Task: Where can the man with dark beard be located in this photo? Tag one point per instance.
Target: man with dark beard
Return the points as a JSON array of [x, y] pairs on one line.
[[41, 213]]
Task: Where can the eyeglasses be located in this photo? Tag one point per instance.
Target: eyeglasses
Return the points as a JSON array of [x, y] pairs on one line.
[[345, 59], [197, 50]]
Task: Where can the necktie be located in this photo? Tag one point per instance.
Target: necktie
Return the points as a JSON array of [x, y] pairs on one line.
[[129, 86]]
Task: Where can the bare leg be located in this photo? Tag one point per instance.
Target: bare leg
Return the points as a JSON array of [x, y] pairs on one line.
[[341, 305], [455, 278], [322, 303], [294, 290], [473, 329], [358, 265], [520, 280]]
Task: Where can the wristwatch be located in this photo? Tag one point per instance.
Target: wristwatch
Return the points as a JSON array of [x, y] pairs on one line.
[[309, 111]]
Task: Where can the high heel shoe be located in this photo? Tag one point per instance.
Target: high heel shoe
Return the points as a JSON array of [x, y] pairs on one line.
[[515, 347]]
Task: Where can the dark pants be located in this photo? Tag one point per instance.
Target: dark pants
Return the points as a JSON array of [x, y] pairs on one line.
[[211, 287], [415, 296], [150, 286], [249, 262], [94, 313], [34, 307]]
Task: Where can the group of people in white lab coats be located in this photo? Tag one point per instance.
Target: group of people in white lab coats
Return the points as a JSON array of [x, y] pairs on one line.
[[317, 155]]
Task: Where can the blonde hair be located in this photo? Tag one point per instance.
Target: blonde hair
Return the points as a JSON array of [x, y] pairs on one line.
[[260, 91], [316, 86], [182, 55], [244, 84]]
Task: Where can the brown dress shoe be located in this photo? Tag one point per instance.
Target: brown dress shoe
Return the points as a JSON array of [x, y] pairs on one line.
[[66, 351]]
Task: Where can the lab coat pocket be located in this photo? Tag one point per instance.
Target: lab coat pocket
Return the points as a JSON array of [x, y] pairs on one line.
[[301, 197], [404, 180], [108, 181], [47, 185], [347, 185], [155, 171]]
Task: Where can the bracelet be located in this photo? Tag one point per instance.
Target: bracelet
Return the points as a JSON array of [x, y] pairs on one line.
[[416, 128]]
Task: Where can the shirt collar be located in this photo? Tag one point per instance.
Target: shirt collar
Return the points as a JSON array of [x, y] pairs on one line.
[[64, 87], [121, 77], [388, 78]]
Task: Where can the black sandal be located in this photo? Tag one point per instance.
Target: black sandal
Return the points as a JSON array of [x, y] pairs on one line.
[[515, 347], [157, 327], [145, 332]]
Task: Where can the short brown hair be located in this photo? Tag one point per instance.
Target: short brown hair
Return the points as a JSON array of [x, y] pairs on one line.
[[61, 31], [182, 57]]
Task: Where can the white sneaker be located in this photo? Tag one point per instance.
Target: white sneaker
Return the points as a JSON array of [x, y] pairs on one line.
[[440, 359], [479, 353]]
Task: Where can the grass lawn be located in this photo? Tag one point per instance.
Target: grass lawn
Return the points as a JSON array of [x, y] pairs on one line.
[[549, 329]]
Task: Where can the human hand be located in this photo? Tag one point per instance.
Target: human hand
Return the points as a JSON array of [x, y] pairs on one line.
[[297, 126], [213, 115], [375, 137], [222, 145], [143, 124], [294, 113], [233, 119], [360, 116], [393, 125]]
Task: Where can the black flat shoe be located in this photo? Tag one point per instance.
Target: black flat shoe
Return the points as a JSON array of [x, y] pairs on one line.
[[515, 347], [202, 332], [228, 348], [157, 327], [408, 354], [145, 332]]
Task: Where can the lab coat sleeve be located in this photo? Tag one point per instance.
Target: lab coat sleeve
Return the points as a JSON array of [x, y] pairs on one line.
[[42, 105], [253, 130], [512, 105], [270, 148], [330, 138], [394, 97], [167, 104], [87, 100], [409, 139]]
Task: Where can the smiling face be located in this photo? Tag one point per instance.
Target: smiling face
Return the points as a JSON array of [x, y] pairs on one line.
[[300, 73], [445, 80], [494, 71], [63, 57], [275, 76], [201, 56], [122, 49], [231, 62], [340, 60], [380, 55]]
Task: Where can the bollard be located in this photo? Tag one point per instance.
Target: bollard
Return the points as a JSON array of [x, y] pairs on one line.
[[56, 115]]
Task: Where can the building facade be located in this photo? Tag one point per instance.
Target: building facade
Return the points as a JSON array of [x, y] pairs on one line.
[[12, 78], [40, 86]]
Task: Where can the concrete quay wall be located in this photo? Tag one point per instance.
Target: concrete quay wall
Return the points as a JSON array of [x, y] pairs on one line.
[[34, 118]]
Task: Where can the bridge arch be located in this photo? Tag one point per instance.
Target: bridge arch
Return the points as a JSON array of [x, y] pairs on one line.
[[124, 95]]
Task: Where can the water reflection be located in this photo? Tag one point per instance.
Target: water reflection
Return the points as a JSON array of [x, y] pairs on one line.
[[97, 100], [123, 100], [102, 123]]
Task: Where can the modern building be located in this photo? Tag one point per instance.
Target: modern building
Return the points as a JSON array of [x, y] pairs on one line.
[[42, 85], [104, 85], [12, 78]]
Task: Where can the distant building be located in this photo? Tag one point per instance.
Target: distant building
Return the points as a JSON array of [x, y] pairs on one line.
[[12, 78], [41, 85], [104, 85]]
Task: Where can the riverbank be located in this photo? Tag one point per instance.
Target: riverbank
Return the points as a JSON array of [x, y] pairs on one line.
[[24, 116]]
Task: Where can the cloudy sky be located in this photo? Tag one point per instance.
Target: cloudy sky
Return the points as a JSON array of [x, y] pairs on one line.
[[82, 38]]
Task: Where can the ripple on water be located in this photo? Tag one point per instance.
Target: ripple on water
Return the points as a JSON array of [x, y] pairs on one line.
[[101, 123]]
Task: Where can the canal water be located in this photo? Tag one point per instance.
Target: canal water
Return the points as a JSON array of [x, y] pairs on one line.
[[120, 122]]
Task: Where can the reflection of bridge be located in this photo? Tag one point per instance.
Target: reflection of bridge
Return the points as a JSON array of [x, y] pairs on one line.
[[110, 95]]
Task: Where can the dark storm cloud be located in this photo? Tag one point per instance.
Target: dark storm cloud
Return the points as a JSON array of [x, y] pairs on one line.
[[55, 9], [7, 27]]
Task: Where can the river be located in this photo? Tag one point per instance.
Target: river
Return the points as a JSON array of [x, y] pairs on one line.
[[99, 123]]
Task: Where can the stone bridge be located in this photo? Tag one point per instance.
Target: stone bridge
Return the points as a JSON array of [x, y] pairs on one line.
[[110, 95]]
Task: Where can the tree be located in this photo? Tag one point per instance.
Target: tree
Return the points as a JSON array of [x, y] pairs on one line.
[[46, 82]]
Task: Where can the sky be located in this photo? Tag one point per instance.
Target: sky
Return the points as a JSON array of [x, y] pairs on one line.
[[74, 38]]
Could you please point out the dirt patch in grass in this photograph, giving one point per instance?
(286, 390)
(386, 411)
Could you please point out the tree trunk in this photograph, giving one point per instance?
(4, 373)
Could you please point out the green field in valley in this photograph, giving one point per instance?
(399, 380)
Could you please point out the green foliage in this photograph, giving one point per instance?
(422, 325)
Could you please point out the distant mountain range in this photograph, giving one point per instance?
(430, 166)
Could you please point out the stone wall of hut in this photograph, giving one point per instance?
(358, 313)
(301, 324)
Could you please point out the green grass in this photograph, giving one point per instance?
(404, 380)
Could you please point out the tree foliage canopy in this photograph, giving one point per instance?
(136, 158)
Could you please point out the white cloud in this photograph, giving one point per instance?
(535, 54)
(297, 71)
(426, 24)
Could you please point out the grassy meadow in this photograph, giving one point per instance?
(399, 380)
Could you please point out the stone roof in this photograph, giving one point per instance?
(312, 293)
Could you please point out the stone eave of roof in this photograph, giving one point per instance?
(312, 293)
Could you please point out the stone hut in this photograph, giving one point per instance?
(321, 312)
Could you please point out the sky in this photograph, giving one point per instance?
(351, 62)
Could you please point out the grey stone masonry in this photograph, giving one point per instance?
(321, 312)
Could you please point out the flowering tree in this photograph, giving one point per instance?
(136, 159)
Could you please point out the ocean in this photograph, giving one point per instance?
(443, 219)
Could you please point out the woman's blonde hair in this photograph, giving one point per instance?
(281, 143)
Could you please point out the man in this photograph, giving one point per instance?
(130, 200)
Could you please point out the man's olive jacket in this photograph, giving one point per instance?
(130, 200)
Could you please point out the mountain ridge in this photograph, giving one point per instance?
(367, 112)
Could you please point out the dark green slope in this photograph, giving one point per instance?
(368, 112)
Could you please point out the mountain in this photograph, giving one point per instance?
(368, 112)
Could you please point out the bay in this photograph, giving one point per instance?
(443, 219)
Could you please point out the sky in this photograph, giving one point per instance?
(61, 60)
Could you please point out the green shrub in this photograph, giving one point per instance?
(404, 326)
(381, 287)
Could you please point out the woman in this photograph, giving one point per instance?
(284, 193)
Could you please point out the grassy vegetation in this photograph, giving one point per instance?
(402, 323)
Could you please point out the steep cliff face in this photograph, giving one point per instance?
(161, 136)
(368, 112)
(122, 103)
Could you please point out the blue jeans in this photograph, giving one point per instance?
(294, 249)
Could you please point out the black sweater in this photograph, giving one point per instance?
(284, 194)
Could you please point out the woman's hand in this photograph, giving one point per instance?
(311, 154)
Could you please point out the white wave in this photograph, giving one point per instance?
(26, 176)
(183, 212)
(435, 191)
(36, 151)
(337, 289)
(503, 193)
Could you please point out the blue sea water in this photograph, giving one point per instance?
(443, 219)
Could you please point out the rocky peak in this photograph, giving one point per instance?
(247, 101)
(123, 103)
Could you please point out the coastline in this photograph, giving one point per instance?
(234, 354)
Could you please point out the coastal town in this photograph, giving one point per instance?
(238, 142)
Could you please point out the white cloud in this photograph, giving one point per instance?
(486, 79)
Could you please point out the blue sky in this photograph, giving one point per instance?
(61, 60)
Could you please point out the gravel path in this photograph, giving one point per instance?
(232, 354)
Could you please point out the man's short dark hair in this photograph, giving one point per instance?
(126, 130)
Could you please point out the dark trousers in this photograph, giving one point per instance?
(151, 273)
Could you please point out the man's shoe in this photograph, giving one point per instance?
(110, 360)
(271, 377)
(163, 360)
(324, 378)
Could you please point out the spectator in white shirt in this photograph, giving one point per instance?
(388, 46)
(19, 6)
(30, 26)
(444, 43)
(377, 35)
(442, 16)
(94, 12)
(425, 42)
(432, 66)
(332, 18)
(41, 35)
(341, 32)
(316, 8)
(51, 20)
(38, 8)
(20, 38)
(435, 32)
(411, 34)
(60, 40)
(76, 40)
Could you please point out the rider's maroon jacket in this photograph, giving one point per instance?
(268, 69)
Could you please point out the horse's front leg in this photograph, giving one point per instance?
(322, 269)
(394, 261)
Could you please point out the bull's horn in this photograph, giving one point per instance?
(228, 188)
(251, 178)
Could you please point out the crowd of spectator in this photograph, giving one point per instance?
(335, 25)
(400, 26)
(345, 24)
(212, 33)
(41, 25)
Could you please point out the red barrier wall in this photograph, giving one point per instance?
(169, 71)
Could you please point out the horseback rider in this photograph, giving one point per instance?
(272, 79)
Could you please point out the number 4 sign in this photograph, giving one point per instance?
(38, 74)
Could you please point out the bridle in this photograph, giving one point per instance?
━━━━━━━━━━━━━━━━
WHAT IS NEEDED
Starting with the line that holds "Target: riverbank" and ending with the line that holds "Target: ripple on water", retype every line in the data above exactly, and nothing else.

RESPONSE AREA
Target: riverbank
Return the points as a JSON array of [x, y] pairs on one line.
[[24, 116]]
Task: Where can the cloudy sky be located in this photo? Tag one point per instance.
Target: cloudy sky
Return the points as a JSON array of [x, y] pairs on one line.
[[82, 38]]
Task: Where can the ripple on water be located in this photo? Tag one point per instance.
Target: ripple on water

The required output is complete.